■ The problem
Copy only this range: the line with "like [379, 354]." through the final line of the material, inclusive at both ends.

(Point-based annotation data)
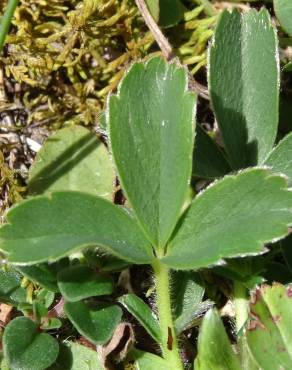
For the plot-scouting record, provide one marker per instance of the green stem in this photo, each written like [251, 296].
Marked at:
[241, 316]
[6, 21]
[169, 343]
[241, 305]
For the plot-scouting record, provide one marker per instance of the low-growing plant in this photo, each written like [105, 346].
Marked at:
[151, 125]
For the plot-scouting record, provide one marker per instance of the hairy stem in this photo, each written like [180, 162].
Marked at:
[169, 344]
[241, 305]
[241, 316]
[6, 21]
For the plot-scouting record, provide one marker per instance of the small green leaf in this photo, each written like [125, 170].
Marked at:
[233, 217]
[166, 13]
[214, 349]
[170, 13]
[187, 297]
[51, 324]
[10, 287]
[74, 356]
[72, 159]
[43, 274]
[97, 324]
[283, 10]
[47, 228]
[148, 361]
[209, 161]
[26, 348]
[142, 313]
[151, 132]
[269, 333]
[79, 282]
[244, 85]
[280, 159]
[153, 6]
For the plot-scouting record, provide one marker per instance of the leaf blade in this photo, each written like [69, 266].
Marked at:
[97, 324]
[46, 228]
[234, 216]
[244, 51]
[23, 351]
[150, 146]
[80, 282]
[283, 10]
[280, 158]
[214, 348]
[72, 159]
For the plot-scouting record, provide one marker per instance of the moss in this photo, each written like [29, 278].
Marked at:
[69, 55]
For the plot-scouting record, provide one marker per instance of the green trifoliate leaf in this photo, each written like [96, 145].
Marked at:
[244, 85]
[47, 228]
[283, 10]
[280, 159]
[97, 324]
[209, 161]
[269, 333]
[26, 348]
[80, 282]
[143, 314]
[73, 159]
[151, 131]
[233, 217]
[214, 348]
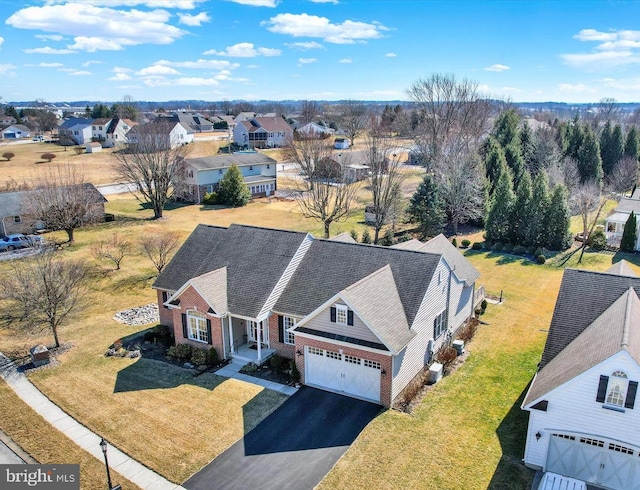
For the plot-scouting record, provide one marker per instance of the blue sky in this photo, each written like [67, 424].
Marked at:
[569, 51]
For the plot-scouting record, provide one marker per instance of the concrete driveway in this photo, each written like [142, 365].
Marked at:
[294, 447]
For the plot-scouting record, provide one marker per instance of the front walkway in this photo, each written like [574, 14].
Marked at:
[78, 433]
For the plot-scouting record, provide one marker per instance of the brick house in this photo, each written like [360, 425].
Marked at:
[359, 320]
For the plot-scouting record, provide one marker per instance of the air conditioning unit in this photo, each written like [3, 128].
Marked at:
[458, 345]
[435, 373]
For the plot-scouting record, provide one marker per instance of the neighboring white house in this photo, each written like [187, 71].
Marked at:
[583, 409]
[15, 132]
[614, 226]
[262, 132]
[203, 175]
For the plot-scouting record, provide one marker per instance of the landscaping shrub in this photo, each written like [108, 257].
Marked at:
[180, 352]
[598, 240]
[199, 357]
[446, 356]
[212, 357]
[519, 250]
[211, 198]
[295, 374]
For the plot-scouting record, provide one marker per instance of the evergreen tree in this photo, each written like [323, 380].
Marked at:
[589, 161]
[629, 235]
[536, 232]
[632, 144]
[494, 161]
[521, 215]
[505, 129]
[558, 219]
[233, 191]
[498, 223]
[426, 208]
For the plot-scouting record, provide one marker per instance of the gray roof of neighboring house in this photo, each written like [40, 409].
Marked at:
[225, 161]
[255, 259]
[441, 245]
[331, 266]
[616, 329]
[583, 297]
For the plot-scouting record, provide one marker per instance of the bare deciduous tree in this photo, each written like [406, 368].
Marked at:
[115, 249]
[383, 159]
[62, 200]
[448, 109]
[158, 246]
[152, 162]
[43, 290]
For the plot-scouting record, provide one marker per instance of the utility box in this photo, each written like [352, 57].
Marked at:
[435, 373]
[39, 355]
[458, 345]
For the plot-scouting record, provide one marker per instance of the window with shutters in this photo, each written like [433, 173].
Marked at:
[617, 389]
[287, 323]
[197, 326]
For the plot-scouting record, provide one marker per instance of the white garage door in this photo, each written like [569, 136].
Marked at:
[595, 460]
[341, 373]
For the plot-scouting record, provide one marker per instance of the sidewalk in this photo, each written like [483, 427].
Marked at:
[78, 433]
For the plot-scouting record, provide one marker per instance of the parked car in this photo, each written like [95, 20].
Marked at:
[19, 240]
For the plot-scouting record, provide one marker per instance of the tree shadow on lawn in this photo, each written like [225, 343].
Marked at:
[149, 374]
[510, 473]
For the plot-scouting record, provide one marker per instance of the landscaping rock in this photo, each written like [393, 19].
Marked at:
[140, 315]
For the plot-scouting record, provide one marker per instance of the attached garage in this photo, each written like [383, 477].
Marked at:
[607, 463]
[350, 375]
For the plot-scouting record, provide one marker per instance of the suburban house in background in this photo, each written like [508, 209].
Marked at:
[583, 408]
[14, 213]
[175, 133]
[77, 130]
[203, 175]
[614, 226]
[360, 320]
[262, 132]
[15, 132]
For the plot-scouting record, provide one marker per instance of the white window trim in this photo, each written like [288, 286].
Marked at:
[197, 327]
[287, 323]
[342, 310]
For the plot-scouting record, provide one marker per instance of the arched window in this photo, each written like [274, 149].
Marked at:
[617, 389]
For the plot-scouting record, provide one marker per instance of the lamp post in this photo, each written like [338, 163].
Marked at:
[103, 445]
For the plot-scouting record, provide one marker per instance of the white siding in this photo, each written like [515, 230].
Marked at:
[286, 276]
[573, 408]
[322, 322]
[414, 357]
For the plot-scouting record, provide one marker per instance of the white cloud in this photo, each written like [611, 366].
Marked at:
[615, 48]
[305, 25]
[119, 77]
[200, 64]
[257, 3]
[49, 37]
[156, 70]
[497, 67]
[99, 28]
[194, 20]
[244, 50]
[305, 45]
[48, 50]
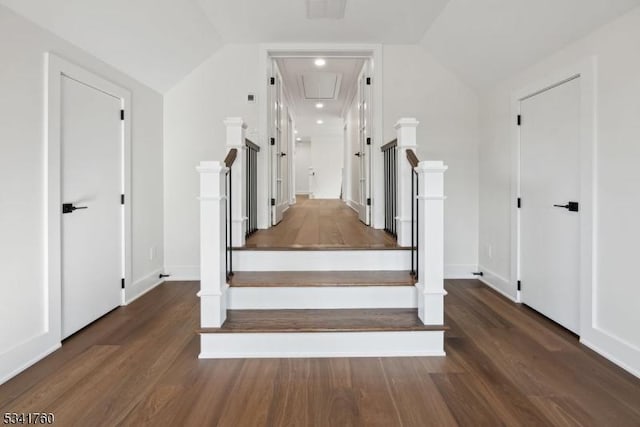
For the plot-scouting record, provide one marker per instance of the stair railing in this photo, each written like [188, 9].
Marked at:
[228, 240]
[389, 154]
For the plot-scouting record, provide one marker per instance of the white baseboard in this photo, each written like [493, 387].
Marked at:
[618, 351]
[460, 271]
[321, 344]
[26, 354]
[182, 273]
[322, 297]
[498, 283]
[142, 286]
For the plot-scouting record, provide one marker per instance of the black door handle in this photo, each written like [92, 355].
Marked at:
[571, 206]
[69, 208]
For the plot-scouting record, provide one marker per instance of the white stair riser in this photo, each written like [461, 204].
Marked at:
[325, 297]
[342, 260]
[321, 344]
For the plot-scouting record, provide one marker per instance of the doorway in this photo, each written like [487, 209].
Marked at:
[550, 202]
[89, 215]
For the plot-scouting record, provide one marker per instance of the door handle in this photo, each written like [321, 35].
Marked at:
[69, 208]
[570, 206]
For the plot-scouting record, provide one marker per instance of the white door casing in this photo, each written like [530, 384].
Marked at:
[92, 263]
[56, 69]
[550, 175]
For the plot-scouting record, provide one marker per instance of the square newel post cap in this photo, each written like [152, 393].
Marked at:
[235, 121]
[406, 122]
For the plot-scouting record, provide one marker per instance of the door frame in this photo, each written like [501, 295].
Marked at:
[586, 70]
[56, 67]
[267, 52]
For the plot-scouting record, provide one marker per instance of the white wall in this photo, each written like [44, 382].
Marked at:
[194, 112]
[302, 163]
[416, 85]
[23, 334]
[614, 331]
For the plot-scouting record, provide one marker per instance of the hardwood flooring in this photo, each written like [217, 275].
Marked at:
[320, 223]
[506, 365]
[320, 278]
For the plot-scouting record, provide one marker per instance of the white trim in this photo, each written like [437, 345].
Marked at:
[587, 71]
[280, 50]
[182, 273]
[497, 283]
[321, 344]
[57, 67]
[142, 286]
[322, 297]
[460, 271]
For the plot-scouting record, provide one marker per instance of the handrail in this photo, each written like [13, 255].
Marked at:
[389, 145]
[251, 144]
[413, 159]
[231, 157]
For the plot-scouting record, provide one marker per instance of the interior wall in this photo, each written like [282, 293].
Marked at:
[194, 131]
[23, 291]
[416, 85]
[613, 331]
[302, 163]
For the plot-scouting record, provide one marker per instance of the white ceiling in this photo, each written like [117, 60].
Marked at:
[339, 75]
[365, 21]
[156, 42]
[486, 41]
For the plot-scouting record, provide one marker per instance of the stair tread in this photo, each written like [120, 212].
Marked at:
[320, 278]
[323, 320]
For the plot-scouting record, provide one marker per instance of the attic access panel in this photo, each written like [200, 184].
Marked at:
[320, 85]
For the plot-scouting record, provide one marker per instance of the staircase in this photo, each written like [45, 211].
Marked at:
[321, 302]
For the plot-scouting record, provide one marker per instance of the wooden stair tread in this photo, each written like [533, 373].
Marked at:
[320, 278]
[340, 320]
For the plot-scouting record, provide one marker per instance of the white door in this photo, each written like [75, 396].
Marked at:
[278, 141]
[364, 145]
[91, 147]
[549, 181]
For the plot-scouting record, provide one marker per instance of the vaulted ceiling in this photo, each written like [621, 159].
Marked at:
[158, 42]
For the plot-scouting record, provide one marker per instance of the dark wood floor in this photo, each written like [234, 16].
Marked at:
[320, 223]
[506, 365]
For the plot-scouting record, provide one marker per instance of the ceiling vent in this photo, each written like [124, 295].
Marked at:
[317, 86]
[326, 9]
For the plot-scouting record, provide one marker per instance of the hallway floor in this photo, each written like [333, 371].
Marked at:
[320, 223]
[505, 365]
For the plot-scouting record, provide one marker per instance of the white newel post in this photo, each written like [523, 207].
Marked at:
[213, 283]
[406, 131]
[430, 284]
[235, 139]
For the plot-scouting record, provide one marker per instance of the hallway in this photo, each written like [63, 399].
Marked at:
[321, 223]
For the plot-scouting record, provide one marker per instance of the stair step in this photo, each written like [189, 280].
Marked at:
[320, 278]
[349, 320]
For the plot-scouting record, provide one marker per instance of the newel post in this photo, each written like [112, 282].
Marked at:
[236, 128]
[430, 284]
[213, 283]
[406, 135]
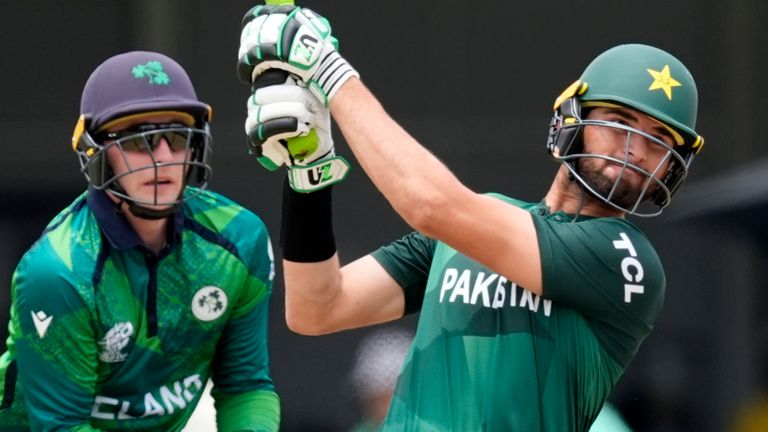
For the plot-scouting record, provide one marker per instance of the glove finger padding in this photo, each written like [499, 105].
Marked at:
[286, 124]
[249, 57]
[298, 41]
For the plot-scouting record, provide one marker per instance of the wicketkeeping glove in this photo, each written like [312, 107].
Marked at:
[287, 126]
[296, 40]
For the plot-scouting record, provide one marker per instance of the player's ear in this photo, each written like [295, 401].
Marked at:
[92, 161]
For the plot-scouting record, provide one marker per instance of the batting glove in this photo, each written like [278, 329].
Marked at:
[287, 126]
[296, 40]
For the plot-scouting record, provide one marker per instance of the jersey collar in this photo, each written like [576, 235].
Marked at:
[115, 226]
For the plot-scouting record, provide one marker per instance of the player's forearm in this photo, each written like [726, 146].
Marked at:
[418, 186]
[311, 290]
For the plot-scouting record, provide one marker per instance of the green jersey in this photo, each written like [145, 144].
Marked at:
[106, 335]
[491, 356]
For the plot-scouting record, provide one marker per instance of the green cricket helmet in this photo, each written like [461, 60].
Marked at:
[648, 80]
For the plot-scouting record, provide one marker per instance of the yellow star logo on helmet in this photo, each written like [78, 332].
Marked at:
[663, 80]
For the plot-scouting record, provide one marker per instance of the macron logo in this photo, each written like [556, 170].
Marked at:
[42, 321]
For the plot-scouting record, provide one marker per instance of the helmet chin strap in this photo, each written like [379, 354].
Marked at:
[141, 211]
[150, 214]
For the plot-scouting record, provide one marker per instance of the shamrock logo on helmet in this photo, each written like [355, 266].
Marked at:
[152, 70]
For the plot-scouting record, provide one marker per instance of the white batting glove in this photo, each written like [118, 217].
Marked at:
[296, 40]
[287, 126]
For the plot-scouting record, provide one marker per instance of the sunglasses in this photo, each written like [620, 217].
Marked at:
[146, 137]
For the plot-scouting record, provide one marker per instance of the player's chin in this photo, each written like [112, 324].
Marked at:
[160, 196]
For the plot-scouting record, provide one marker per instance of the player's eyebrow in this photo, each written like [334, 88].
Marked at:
[629, 116]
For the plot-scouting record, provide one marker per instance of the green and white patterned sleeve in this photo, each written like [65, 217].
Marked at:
[54, 341]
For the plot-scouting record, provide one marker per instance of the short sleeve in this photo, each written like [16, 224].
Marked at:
[408, 260]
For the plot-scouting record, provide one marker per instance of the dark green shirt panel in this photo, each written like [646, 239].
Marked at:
[606, 269]
[408, 260]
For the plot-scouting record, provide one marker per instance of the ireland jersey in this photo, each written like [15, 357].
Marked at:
[106, 335]
[491, 356]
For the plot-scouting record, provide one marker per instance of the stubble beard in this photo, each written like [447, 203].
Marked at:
[625, 195]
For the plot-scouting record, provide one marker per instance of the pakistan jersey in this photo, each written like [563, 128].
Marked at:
[106, 335]
[491, 356]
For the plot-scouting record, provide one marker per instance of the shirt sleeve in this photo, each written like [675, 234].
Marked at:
[241, 368]
[607, 270]
[408, 260]
[54, 342]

■ Final answer
For the plot-scouting record, provide one marker per instance of the helmet chin strap in this photo, each written like [379, 354].
Marked at:
[141, 211]
[150, 214]
For the plot-scouting record, provide one marker per instance of the shamrock logo on helmet in this photo, each written like [355, 266].
Marked at:
[152, 70]
For the plot-scouting record, provide one marker per instance of the white batting glove in this photo, each written like [118, 217].
Marked at:
[296, 40]
[287, 126]
For the plot-scouting record, provide one marker per instance of the sunglasses in this photo, each written like [620, 217].
Marked at:
[146, 137]
For the plot-scouting record, provide one marker per instance of the player's chin in this photo, each written like [112, 324].
Marked at:
[160, 196]
For the plot-scouting record, provide one marker per instance of the player's eyebrow in this photo, each written like [334, 88].
Marked at:
[629, 116]
For the plot-scouting record, provide one marker per instance of the green and white patterned sleeve in this photo, each written like [65, 217].
Marked at:
[54, 341]
For the plot-scouting record, provide one marker per instance of the short sleeve in this photo, each written like [16, 224].
Marked at:
[408, 260]
For the plot-scouting record, provide one marker per instance of the dark green shirt panel in this photo, each written like [646, 239].
Marked at:
[606, 269]
[408, 260]
For the plot-scouting record, provide one marker per instance of the ireland jersey in this photo, each written like [15, 357].
Marked at:
[106, 335]
[491, 356]
For the plot-scouting record, provide one marker per instance of the stubble beard in this photo, each written like [447, 203].
Marked at:
[625, 195]
For the plot-scouting record, provide one marker per instance of the pakistan jersey in this photo, each written like [563, 128].
Marked at:
[106, 335]
[491, 356]
For the plot-scouting record, provide one marker per instance of the shirt sleeve in this photo, each written like [675, 234].
Marked at:
[241, 368]
[607, 270]
[408, 260]
[54, 342]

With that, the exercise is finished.